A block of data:
● ● ● ● ●

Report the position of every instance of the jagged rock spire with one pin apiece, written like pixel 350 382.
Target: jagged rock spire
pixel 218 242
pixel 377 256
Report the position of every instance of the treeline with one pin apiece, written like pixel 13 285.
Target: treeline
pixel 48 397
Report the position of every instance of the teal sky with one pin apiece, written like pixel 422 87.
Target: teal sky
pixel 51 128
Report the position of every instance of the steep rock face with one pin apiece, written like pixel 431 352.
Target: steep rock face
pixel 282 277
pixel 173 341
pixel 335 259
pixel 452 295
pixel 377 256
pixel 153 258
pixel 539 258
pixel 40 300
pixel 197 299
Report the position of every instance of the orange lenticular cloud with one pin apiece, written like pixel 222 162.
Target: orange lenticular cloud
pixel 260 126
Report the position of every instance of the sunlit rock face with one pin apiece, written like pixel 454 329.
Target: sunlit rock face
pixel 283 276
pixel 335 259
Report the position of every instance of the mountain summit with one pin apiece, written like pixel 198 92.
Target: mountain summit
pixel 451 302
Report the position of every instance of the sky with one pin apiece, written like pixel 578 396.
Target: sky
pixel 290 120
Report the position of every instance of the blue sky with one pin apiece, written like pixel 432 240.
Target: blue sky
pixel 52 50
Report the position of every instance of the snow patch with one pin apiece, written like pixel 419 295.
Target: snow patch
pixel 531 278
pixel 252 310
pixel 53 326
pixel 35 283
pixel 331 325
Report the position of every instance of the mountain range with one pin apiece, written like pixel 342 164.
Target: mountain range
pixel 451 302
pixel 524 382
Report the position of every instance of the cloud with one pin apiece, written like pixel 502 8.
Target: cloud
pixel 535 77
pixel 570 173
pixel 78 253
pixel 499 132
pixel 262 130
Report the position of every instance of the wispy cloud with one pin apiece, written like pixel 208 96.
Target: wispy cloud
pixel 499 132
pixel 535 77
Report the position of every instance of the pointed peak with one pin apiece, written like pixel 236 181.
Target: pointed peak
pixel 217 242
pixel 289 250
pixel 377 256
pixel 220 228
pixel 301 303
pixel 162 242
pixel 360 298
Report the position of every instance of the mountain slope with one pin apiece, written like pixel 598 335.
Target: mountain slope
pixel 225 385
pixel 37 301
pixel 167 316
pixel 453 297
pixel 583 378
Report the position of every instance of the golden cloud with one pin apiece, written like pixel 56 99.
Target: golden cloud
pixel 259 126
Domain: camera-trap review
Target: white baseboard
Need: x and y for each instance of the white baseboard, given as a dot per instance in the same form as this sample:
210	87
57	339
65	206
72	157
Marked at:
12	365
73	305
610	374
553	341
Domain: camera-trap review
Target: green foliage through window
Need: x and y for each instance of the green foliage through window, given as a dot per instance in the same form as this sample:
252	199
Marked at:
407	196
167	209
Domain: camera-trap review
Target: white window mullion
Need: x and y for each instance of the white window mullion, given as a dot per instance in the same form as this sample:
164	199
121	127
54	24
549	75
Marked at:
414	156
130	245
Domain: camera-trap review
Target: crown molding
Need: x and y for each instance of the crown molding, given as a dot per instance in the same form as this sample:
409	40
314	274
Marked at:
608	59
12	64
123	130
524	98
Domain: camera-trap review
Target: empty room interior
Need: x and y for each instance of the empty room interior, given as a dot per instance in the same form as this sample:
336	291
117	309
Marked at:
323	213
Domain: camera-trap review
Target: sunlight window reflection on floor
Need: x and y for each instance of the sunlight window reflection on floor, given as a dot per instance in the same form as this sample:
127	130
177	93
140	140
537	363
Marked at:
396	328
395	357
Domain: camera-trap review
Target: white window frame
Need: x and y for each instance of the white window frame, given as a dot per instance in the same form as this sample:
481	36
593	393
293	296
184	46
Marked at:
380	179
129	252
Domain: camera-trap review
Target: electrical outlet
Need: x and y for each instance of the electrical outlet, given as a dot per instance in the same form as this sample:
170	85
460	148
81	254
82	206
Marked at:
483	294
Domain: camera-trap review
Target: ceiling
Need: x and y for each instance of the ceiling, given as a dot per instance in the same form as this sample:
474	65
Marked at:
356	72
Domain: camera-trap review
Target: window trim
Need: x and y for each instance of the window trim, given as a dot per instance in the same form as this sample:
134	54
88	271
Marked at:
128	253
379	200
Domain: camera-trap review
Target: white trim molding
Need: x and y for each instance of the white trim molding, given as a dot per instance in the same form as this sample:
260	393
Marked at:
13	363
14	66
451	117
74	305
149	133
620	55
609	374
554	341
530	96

● ● ● ● ●

*EXERCISE DETAILS*:
Render the entire listing above as a Markdown table with two columns, Row and Line. Number each row, and leave out any blank lines.

*EXPECTED ANSWER*:
| Row | Line |
|---|---|
| 1 | Report the position of every instance of the jagged rock spire with one pin apiece, written like pixel 350 382. |
| 2 | Target: jagged rock spire |
| 3 | pixel 218 242 |
| 4 | pixel 377 256 |
| 5 | Report the position of every instance of the treeline with one pin apiece, written like pixel 13 285. |
| 6 | Target: treeline |
| 7 | pixel 48 397 |
| 8 | Report the position of every instance of the teal sky with one pin apiece, written like pixel 422 87. |
| 9 | Target: teal sky |
| 10 | pixel 51 128 |
| 11 | Report the position of every instance of the steep rock face with one pin apiece, written like pixel 431 352. |
| 12 | Target: steep rock face |
| 13 | pixel 282 277 |
| 14 | pixel 173 341 |
| 15 | pixel 335 259 |
| 16 | pixel 452 295 |
| 17 | pixel 377 256 |
| 18 | pixel 153 258 |
| 19 | pixel 539 258 |
| 20 | pixel 40 300 |
| 21 | pixel 197 299 |
| 22 | Report the position of every instance of the orange lenticular cloud with one pin apiece, written like pixel 222 162. |
| 23 | Target: orange lenticular cloud |
| 24 | pixel 260 126 |
| 25 | Report the position of every instance of the sunlit rock face with one pin apiece, written like pixel 454 329. |
| 26 | Target: sunlit rock face |
| 27 | pixel 283 276 |
| 28 | pixel 335 259 |
| 29 | Report the position of every instance of the mountain summit with one pin apiece, written like pixel 198 92. |
| 30 | Target: mountain summit |
| 31 | pixel 451 302 |
| 32 | Report the position of every instance of the sky with one pin apiece, written like pixel 578 396. |
| 33 | Target: sky |
| 34 | pixel 290 120 |
| 35 | Report the position of every instance of the blue sky with one pin apiece, written like pixel 432 240. |
| 36 | Target: blue sky |
| 37 | pixel 52 50 |
| 38 | Report the position of every instance of the snow patch with one pin apiece, written like pixel 419 295. |
| 39 | Target: snow patch |
| 40 | pixel 531 278 |
| 41 | pixel 252 310 |
| 42 | pixel 53 326 |
| 43 | pixel 35 283 |
| 44 | pixel 331 325 |
| 45 | Report the position of every instance of the mountain range with one pin apiece, written like pixel 342 164. |
| 46 | Target: mountain range |
| 47 | pixel 451 302 |
| 48 | pixel 524 382 |
| 49 | Report the position of every instance of the cloud with one pin apiece, written like pixel 502 8. |
| 50 | Target: cloud |
| 51 | pixel 535 77 |
| 52 | pixel 570 173 |
| 53 | pixel 78 253 |
| 54 | pixel 499 132 |
| 55 | pixel 262 130 |
| 56 | Report the position of every instance of the wispy cloud with one pin apiece, written like pixel 208 96. |
| 57 | Target: wispy cloud |
| 58 | pixel 499 132 |
| 59 | pixel 535 77 |
| 60 | Report the position of every instance of the pointed peak with one pin apiece, written like pixel 236 181. |
| 61 | Target: pointed peak |
| 62 | pixel 217 242 |
| 63 | pixel 289 250 |
| 64 | pixel 377 256 |
| 65 | pixel 220 228 |
| 66 | pixel 301 303 |
| 67 | pixel 162 242 |
| 68 | pixel 360 298 |
| 69 | Report the position of every instance of the mountain slope with one pin apiece, written like pixel 598 335. |
| 70 | Target: mountain slope |
| 71 | pixel 225 385 |
| 72 | pixel 37 301 |
| 73 | pixel 167 316 |
| 74 | pixel 453 297 |
| 75 | pixel 583 378 |
| 76 | Report the position of every instance of the golden cloud with one pin apiece, written like pixel 56 99. |
| 77 | Target: golden cloud |
| 78 | pixel 259 126 |
| 79 | Domain: camera-trap review |
| 80 | Target: white baseboard |
| 81 | Need: x and y for each instance of the white baseboard, given as a dot per instance in the same form as this sample: |
| 82 | 210	87 |
| 83 | 57	339 |
| 84 | 65	206 |
| 85 | 72	157 |
| 86 | Marked at: |
| 87 | 12	365 |
| 88 | 73	305 |
| 89 | 610	374 |
| 90 | 553	341 |
| 91 | Domain: camera-trap review |
| 92 | Target: green foliage through window |
| 93 | Need: x and y for each instance of the green foliage through window, given as a dot per instance in the same form as this sample: |
| 94 | 252	199 |
| 95 | Marked at: |
| 96 | 407	196 |
| 97 | 167	209 |
| 98 | Domain: camera-trap review |
| 99 | Target: white window mullion |
| 100 | Need: x and y for each instance of the white window mullion, given as a dot per instance in the same form as this sample: |
| 101 | 164	199 |
| 102 | 121	127 |
| 103 | 54	24 |
| 104 | 549	75 |
| 105 | Marked at: |
| 106 | 414	156 |
| 107 | 130	245 |
| 108 | Domain: camera-trap review |
| 109 | Target: crown molding |
| 110 | Need: x and y for each instance of the crown molding, given as a dot per instance in the same form as this sample: |
| 111 | 409	40 |
| 112 | 314	274 |
| 113 | Marked at: |
| 114 | 608	59 |
| 115 | 12	64 |
| 116 | 123	130 |
| 117 | 524	98 |
| 118 | Domain: camera-trap review |
| 119 | Target: empty room interior |
| 120 | Need: x and y for each instance of the empty room interior, given as a dot per instance in the same form as this sample: |
| 121 | 336	291 |
| 122 | 117	309 |
| 123 | Marked at: |
| 124 | 323	213 |
| 125 | Domain: camera-trap review |
| 126 | Target: sunlight window reflection on floor |
| 127 | Need: x and y for each instance of the sunlight window reflection on floor, given as a dot per instance in the same form as this sample: |
| 128 | 127	130 |
| 129 | 177	93 |
| 130 | 140	140 |
| 131 | 537	363 |
| 132 | Marked at: |
| 133 | 396	328 |
| 134 | 395	357 |
| 135 | Domain: camera-trap review |
| 136 | Target: white window frame |
| 137 | Need: x and y for each instance of the white window frame, given as a dot per instance in the same form as this sample: |
| 138 | 481	36 |
| 139 | 593	393 |
| 140 | 293	296 |
| 141 | 184	46 |
| 142 | Marked at: |
| 143 | 380	179 |
| 144 | 129	252 |
| 145 | Domain: camera-trap review |
| 146 | Target: electrical outlet |
| 147 | Need: x and y for each instance of the electrical outlet, given as a dot per instance in the same form as this sample: |
| 148 | 170	85 |
| 149 | 460	148 |
| 150 | 81	254 |
| 151 | 82	206 |
| 152 | Marked at: |
| 153 | 483	294 |
| 154 | Domain: camera-trap review |
| 155 | Target: ceiling |
| 156 | Need: x and y for each instance of the ceiling, given as a dot per instance in the same form as this sample: |
| 157 | 474	65 |
| 158 | Marked at: |
| 159 | 356	72 |
| 160 | Domain: camera-trap review |
| 161 | Target: window trim |
| 162 | Need: x and y for each instance of the window trim, given as a dot per instance in the same form as this sample: |
| 163 | 134	54 |
| 164 | 88	271 |
| 165 | Marked at: |
| 166 | 128	253 |
| 167 | 379	200 |
| 168 | Domain: camera-trap review |
| 169 | Target: white trim molding |
| 170 | Need: x and y for each instance of the white trim molding, given as a dot per instance in the same form as this sample: |
| 171 | 260	393 |
| 172 | Marked at: |
| 173 | 13	363 |
| 174 | 14	66 |
| 175 | 451	117 |
| 176 | 74	305 |
| 177 | 149	133 |
| 178 | 620	55 |
| 179 | 609	374 |
| 180 | 554	341 |
| 181 | 530	96 |